哈羅,大家好! DJ b.p.m.f です。
今日は馬念先 Mars Ma《台北紐約 Taipei New York》を紹介します。
二都物語
台湾シティポップの先駆けである馬念先さんが選んだテーマは、台北・紐約 (ニューヨーク)。
先日、東京と台北のコラボについて紹介しましたが、今回は台北とニューヨークです。
この歌の魅力は、主人公の優柔不断・孤独・生活力のなさです。
はじめから酷い言い様ですが、後で伏線を回収するので、最後までお聞きください。
歌詞を見てみましょう。
不知不覺習慣一個人走進咖啡店 望著來來往往的行人 我知道你不會出現 下班了的台北 清晨的紐約 我獨自走完這條街
いつものように不知不覺 (無意識に) 一個人 (一人で) カフェに入って、行き交う人を眺めているけれど、君が現れないことは知道 (分かっている)。
下班了的台北 清晨的紐約
獨自 (独りで) 通りを最後まで歩く
君が現れないことが「分かっている」のに、フラフラっとカフェに、しかも習慣化しているようです。
カフェに入るのも、家に帰るのも「一人」です。
終究還是回到一個人的房間 多了一點倦意 還有幾封無聊的信件 午夜的台北 忙碌的紐約 (略) 清晨的光線 透過薄紗的窗簾 凌亂的桌面上有一杯隔夜的咖啡 沒有你的台北 不屬於我的紐約
たどり着いた一個人的 (一人の) 部屋
だるさを感じる 還有幾封無聊的信件 (開けてもいない手紙)
午夜的台北 忙碌的紐約
早朝の日差しがレースのカーテン越しに差し込み
凌亂的桌面上有一杯隔夜的咖啡 (散らかったテーブルの上には昨夜の飲み残しのコーヒー)
沒有你的台北 不屬於我的紐約
部屋に戻って来ましたが、「一人」の部屋です。
手紙が届いても放ったらかし。(複数形「幾封」なので、1通・2通ではないものと思われます)
翌朝になり、太陽の光が、部屋の散らかり具合や飲み残しのコーヒーを照らし出してしまいました。
不想再為妳夜夜失眠 卻又拋不開對妳的思念 不想再為誰掉眼淚 卻又忍不住紅了雙眼 不想再看到妳的照片 腦海中卻浮現妳的臉
サビの部分です。
君を想って寝付けなくなるなんて嫌卻 (だけど)、君のことを考えてしまう
誰かの為に泣きたくない卻 (けれど)、目が赤くなってしまう
君の写真をもう見たくない卻 (けれど)、頭には君の顔が浮かんでしまう
意思が弱く、優柔不断です。
きっと性格が優しいのでしょうね。
君に未練タラタラで、ぼっちキャラ、だらしない生活を送り、優しい性格な僕。
世界中から天下を狙う野望を持った魑魅魍魎が集まる国際都市ニューヨークでやっていけるのか、心配になって来ました。
君は一体どこにいるんだ!?
この歌の中には、台北とニューヨークが3回出て来ます。
下班了的台北 清晨的紐約
午夜的台北 忙碌的紐約
沒有你的台北 不屬於我的紐約
下班了的 (仕事が終わった) 台北、清晨的 (夜明けの) ニューヨーク
台北とニューヨークの時差は13時間なので、台北の夕方=ニューヨークの夜明け。
^^^^^^^^^^^^^^^^
#### 課題
1 – 次の(a)〜(c)が歌の紹介文の内容と合っているかを、それぞれ「はい」か「いいえ」で答えてください。判断の決め手となる本文の語句もそのまま引用してください。
(a) 台北とニューヨークの時差は13時間である。
(b) この歌の中で、台北とニューヨークは2回出てくる。
(c) 主人公は、届いた手紙をすぐに開けて読んでいる。
2 – 歌の紹介文を、最後の文に続けて書き進めてください。
データはどの課題にも関係しません。
^^^^^^^^^^^^^^^^
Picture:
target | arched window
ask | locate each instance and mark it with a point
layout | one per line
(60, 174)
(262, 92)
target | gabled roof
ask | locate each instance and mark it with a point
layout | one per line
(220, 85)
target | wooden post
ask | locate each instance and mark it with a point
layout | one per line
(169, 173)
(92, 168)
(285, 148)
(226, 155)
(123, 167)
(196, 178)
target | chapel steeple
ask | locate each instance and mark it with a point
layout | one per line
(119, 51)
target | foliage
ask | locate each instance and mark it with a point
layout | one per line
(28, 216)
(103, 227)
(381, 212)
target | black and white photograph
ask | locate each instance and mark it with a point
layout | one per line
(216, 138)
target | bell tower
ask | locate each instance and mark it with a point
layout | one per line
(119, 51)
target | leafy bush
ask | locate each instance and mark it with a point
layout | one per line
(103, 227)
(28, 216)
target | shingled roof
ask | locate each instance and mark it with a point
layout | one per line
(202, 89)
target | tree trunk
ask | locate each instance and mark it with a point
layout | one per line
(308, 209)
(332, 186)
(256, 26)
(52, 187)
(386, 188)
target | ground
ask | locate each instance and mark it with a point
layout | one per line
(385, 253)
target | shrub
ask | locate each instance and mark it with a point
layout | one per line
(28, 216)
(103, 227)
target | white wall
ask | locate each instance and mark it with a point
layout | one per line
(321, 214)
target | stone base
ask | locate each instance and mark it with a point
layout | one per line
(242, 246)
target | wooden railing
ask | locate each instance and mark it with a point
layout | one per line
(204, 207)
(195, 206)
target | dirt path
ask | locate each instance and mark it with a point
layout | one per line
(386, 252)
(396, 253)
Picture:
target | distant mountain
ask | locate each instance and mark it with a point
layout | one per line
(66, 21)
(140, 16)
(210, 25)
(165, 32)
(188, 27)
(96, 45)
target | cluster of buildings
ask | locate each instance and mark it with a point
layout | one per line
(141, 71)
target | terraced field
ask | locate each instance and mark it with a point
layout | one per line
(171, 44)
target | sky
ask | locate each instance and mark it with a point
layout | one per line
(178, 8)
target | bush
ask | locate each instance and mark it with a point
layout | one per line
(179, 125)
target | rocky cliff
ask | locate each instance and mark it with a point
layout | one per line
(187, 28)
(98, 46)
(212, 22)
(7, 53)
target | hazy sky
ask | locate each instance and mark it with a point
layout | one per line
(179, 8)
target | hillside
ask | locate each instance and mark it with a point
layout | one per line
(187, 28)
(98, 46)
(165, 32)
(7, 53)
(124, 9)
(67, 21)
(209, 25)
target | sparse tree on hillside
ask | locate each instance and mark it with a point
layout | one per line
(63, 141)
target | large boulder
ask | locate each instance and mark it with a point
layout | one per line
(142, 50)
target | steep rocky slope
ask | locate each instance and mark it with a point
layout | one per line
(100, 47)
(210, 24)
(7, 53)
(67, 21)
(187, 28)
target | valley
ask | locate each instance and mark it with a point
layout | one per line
^^^^^^^^^^^^^^^^
#### 解答
1 –
(a) はい。「台北とニューヨークの時差は13時間なので」
(b) いいえ。「この歌の中には、台北とニューヨークが3回出て来ます。」
(c) いいえ。「手紙が届いても放ったらかし。」

2 –
午夜的 (夜の) 台北、忙碌的 (忙しない) ニューヨーク
台北の夜=ニューヨークの朝ですが、ニューヨークは世界有数の国際都市なので一日中24時間忙しいとも言えますね。この二都市の関係はイコールともイコールでないとも言えます。
沒有你的 (君がいない) 台北、不屬於我的 (僕のものにはならない) ニューヨーク
台北・ニューヨークとも首都であり大都市で何百万人という人が住んでいる街なのに、君と僕がいない、または感じられない都市。
つまり、台北・ニューヨークともに主人公のいない世界、空の器のように同列に歌われています。
「不屬於我的紐約」からは、僕がニューヨークにいながら現地に馴染んでいない (君のことばかりを想い、ニューヨークのコミュニティに自ら進んで入って行かない?) ことが感じられます。
「沒有你的台北」からは、「君は台北にいない」という事しか分かりません。
もしかすると、君もニューヨークにいるのかも知れませんが、「我知道你不會出現」なので、可能性は低そうです。
いずれにせよ、ここでは台北とニューヨークを比較した場合、イコールの関係性に見受けられます。
ニューヨークに対する強い憧れや、出身地である?台北への帰郷の念というウェットな情景は一切描かれず、君も僕も感じられない無機質な生活空間のような印象を受けました。
以上のように、歌詞だけを見てみると、優柔不断なダメ男の生活力のなさや周囲への無関心が目に余ってしまうのですが、楽曲がブルースなコード進行とジャジーなオケに見事仕上がっているため、曲として聴くと、目で見るダメ男ストーリーを珠玉のポップスに昇華していることが分かります。
歌詞の中では存在感のない台北・ニューヨークが、歌の中では I LOVE TP, I LOVE NY にしか聞こえないです。馬念先さんの狙い通りでしょうか。
コーヒーを飲みながら聞いてみて下さい。
歌詞だけで見る世界とは全く異なった舞台に引き込まれることでしょう。
それでは、また次回お会いしましょう!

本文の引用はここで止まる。